**서술형 문제:** 아래 데이터에서 "Where can the painted face" 문구가 있는 줄부터 "Where can the white banner" 문구가 있는 줄까지 양 끝 줄을 포함하여 한 글자도 바꾸지 말고 옮겨 적으십시오. 그 밖의 줄은 적지 마십시오.

**제공 데이터:**
........

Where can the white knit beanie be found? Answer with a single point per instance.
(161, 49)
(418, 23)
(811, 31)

........

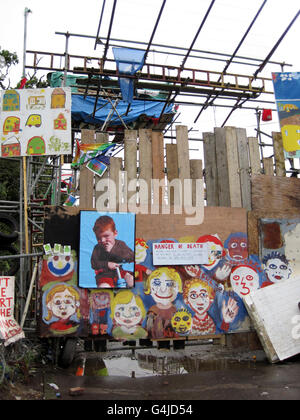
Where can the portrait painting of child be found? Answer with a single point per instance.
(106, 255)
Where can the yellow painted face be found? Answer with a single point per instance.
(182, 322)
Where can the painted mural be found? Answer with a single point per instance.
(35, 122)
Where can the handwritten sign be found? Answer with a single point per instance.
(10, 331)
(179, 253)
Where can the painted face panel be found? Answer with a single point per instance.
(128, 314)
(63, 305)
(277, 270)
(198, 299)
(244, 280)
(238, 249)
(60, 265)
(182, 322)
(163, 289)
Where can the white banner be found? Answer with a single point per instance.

........

**완성 답안:**
Where can the painted face panel be found? Answer with a single point per instance.
(128, 314)
(63, 305)
(277, 270)
(198, 299)
(244, 280)
(238, 249)
(60, 265)
(182, 322)
(163, 289)
Where can the white banner be found? Answer with a single point per instance.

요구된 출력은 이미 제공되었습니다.